W środę Księżyc kończy wędrówkę przez znak Raka. Po 3:00 w nocy opuści go i
wkroczy do radosnego znaku Lwa. Przez następne dwa dni
będziemy bardziej optymistyczni, chętnie będziemy spędzać czas z przyjaciółmi i
wśród ludzi w ogóle. Będziemy chcieli się pokazać, zabłysnąć w towarzystwie,
zostać zauważeni. Możemy też mieć nastrój do flirtów i romansów. W każdym razie
zapowiada się lżejsza atmosfera.
Po 10:00 rano uściśli się półsekstyl pomiędzy Wenus w Wodniku a
Neptunem w Rybach. Będziemy mieli pobudzoną fantazję, wyobraźnię. Możliwe
niezwykłe pomysły i inspiracje, szczególnie dla artystów, osób związanych ze
sztuką. Będziemy w tym czasie miło nastawieni do otaczającego świata, życzliwi
innym i pomocni.
Przed 15:00 Księżyc ustawi się w kwinkunksie do Neptuna, a zaraz potem w opozycji do Wenus. Będziemy teraz
wyjątkowo przewrażliwieni, bardzo podatni na wszelkie wpływy i bodźce. Byle co
może nas zranić lub zasmucić. Możemy poczuć się nielubiani lub odrzuceni,
doskwierać nam może samotność. Na szczęście to krótki tranzyt, którego wpływ zaraz
minie.

______________________________

→ **ZADANIE A**
Odpowiedz na poniższe pytania na podstawie prognozy astrologicznej.
(i) Do jakiego znaku wkroczy Księżyc po 3:00 w nocy?
(ii) Między którymi planetami uściśli się półsekstyl po 10:00 rano?
(iii) W jakim położeniu względem Wenus ustawi się Księżyc zaraz po kwinkunksie do Neptuna?
→ **ZADANIE B**
Ustal, czy poniższe stwierdzenia zgadzają się z prognozą astrologiczną. Przy każdym odpowiedz „tak” lub „nie” i przytocz rozstrzygające słowa prognozy.
(i) Księżyc opuści znak Raka po 3:00 w nocy.
(ii) Wpływ tranzytu sprzed 15:00 ma się utrzymywać przez długi czas.
(iii) Neptun znajduje się w znaku Wodnika.
→ **ZADANIE C**
Wypisz w mianowniku wszystkie znaki zodiaku wymienione w prognozie astrologicznej.

→ **DOSTARCZONE POZYCJE**
______________________________

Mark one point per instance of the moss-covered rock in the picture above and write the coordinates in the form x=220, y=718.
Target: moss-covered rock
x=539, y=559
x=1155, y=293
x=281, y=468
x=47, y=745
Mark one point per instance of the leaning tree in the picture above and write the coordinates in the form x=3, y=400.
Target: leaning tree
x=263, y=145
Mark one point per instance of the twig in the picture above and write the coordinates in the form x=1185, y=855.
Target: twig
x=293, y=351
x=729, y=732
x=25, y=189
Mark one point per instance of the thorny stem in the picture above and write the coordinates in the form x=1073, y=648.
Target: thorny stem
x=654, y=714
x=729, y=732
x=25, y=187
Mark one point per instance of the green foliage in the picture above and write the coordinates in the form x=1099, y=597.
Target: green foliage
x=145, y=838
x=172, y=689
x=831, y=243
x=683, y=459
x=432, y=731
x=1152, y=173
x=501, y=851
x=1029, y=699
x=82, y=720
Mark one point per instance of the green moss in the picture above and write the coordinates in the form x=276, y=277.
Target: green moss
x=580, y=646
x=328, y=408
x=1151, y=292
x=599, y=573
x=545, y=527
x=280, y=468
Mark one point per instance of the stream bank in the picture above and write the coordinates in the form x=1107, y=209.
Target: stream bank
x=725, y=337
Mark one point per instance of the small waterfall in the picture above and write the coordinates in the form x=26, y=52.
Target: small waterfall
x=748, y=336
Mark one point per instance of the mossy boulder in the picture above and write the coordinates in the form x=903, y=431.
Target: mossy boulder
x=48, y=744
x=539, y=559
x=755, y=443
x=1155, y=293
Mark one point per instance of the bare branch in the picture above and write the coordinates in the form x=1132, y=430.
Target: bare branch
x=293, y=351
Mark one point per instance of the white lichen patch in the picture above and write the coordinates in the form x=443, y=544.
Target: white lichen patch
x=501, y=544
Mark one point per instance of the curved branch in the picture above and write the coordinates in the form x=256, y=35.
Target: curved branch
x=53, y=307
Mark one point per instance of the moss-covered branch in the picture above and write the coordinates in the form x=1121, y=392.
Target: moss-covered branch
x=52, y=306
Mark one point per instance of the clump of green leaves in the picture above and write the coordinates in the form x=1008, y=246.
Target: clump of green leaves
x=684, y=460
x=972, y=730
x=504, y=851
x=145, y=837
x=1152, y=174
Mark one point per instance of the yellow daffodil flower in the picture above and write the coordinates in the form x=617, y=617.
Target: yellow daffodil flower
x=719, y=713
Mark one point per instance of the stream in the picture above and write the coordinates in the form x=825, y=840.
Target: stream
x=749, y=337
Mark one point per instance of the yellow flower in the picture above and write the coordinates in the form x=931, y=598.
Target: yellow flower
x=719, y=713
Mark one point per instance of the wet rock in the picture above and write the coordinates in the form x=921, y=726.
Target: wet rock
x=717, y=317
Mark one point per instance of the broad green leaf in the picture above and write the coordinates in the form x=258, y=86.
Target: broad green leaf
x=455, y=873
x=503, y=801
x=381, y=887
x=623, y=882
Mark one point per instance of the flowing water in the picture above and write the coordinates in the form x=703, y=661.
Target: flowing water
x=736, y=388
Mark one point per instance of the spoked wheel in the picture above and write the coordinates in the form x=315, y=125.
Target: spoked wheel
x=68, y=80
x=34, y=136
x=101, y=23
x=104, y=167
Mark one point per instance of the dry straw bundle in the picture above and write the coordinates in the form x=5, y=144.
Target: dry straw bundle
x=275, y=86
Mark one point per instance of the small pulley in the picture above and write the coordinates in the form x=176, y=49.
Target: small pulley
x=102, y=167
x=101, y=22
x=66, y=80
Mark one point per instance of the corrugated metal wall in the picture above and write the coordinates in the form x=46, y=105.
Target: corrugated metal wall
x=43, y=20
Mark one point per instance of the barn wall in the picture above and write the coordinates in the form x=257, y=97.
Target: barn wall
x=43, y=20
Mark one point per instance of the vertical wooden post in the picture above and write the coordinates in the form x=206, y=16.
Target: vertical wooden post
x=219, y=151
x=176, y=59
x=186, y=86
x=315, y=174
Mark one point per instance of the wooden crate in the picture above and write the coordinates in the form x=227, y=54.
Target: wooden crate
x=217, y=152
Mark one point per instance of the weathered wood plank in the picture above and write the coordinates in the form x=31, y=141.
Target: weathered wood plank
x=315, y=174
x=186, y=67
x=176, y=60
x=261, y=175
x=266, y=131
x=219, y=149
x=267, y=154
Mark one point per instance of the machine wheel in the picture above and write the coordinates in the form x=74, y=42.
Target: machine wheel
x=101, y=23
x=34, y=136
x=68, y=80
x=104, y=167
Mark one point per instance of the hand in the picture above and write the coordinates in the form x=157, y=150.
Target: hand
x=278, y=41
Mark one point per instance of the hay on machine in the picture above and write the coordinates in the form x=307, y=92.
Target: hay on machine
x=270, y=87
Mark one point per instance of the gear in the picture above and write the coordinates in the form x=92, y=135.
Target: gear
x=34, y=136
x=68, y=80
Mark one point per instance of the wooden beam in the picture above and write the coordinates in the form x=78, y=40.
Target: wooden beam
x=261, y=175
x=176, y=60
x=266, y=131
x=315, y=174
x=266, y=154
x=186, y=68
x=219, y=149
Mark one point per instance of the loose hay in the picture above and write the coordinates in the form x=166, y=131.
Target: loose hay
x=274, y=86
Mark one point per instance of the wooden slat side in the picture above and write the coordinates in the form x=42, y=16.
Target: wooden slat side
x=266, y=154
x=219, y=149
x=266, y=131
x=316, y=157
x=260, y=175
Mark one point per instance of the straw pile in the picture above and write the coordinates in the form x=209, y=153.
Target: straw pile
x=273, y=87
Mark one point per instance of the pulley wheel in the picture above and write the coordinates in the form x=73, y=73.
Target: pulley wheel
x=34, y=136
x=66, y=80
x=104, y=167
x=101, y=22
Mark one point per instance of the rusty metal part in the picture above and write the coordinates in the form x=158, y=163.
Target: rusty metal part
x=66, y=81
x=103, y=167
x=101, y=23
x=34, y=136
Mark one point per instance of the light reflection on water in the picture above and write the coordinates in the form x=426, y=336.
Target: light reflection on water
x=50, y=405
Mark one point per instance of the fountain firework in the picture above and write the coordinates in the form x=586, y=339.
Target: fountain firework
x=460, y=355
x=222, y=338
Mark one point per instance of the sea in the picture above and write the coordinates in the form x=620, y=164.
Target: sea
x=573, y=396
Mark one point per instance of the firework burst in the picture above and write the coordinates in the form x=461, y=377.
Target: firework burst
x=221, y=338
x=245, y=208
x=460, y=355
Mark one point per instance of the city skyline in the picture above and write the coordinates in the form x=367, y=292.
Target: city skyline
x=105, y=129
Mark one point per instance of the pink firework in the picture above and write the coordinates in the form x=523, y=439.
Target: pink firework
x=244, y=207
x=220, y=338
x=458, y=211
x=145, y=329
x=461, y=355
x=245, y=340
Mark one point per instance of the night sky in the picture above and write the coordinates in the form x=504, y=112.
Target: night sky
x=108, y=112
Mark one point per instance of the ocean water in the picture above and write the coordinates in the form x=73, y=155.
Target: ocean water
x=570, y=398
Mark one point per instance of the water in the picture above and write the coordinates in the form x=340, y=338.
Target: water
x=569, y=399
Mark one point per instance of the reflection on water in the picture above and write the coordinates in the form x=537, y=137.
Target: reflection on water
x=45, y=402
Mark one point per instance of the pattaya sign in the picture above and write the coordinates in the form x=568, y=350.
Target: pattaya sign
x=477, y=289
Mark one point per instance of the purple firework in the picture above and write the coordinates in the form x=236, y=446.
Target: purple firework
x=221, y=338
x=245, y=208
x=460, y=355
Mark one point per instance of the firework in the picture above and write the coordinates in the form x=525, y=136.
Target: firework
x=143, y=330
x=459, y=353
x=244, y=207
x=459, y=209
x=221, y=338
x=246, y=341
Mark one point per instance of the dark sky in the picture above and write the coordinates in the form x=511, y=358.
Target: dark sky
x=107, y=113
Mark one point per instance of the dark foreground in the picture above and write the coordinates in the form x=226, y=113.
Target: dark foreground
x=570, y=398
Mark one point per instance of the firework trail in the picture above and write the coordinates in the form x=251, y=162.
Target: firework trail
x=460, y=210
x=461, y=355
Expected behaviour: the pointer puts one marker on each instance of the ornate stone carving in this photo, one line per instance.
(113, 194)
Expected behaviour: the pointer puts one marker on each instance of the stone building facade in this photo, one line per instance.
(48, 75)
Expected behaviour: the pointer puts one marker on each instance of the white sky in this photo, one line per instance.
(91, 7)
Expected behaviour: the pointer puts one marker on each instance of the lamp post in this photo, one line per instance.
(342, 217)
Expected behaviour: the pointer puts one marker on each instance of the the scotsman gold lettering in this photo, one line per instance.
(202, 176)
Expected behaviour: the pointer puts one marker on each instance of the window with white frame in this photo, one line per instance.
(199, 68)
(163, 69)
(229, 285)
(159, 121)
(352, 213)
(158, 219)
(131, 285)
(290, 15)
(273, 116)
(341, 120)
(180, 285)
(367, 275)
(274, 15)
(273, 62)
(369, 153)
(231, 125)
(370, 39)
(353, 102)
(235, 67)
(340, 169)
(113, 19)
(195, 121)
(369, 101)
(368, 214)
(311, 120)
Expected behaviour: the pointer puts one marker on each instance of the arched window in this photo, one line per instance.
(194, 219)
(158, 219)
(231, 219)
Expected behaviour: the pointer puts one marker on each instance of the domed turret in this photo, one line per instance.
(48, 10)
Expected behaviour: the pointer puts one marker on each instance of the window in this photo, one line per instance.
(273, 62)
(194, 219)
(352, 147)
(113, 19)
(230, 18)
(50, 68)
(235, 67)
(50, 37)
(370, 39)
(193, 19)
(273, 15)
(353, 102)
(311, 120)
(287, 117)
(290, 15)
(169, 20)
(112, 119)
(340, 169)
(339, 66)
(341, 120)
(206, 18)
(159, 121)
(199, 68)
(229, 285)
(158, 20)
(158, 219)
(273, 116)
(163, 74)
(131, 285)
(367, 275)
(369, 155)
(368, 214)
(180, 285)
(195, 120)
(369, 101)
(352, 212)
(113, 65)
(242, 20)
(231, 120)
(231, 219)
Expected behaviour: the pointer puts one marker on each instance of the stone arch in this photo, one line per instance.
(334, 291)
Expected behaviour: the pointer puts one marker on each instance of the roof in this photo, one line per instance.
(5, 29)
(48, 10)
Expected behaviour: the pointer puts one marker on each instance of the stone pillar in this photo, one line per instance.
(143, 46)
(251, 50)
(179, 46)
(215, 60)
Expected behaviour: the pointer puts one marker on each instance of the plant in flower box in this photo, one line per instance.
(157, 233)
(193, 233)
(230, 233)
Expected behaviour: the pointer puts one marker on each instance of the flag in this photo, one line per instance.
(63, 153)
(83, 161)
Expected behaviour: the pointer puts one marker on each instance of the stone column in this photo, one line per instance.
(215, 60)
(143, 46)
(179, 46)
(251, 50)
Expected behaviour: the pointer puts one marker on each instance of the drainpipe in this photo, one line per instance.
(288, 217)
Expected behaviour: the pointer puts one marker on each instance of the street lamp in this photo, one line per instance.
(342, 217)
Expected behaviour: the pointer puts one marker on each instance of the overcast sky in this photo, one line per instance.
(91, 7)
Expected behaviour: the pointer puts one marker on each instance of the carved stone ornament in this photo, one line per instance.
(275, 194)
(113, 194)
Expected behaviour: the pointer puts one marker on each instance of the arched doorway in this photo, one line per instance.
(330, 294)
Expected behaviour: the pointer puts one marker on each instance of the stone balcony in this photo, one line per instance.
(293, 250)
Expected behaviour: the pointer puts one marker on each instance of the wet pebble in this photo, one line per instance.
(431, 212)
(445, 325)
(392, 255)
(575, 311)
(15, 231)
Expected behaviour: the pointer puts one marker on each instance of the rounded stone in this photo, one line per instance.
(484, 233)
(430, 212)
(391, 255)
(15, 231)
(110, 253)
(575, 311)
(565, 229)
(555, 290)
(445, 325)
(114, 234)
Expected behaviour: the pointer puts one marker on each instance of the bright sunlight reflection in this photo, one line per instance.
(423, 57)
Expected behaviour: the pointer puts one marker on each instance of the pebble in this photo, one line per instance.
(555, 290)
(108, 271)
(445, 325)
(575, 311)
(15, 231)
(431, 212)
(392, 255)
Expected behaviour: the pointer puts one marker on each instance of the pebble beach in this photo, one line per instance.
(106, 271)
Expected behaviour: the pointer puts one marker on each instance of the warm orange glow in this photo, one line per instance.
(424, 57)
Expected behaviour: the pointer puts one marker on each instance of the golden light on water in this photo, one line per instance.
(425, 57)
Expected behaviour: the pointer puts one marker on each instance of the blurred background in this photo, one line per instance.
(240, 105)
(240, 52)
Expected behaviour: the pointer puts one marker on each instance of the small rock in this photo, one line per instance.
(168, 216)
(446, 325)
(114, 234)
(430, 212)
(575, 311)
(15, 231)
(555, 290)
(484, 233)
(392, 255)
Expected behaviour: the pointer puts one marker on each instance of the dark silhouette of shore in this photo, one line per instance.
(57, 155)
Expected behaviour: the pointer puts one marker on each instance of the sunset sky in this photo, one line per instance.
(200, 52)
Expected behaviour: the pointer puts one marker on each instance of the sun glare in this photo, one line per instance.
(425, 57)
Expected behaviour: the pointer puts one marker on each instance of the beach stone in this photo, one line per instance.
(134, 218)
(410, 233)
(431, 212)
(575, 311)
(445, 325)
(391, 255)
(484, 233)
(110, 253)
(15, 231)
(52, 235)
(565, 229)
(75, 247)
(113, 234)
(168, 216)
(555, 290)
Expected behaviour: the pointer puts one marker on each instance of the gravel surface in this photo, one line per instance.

______________________________

→ **ROZWIĄZANIE A**
(i) Do znaku Lwa.
(ii) Między Wenus w Wodniku a Neptunem w Rybach.
(iii) W opozycji do Wenus.

→ **ROZWIĄZANIE B**
(i) Tak: „Po 3:00 w nocy opuści go i wkroczy do radosnego znaku Lwa”.
(ii) Nie: „Na szczęście to krótki tranzyt, którego wpływ zaraz minie”.
(iii) Nie: „Neptunem w Rybach”.

→ **ROZWIĄZANIE C**
Rak, Lew, Wodnik, Ryby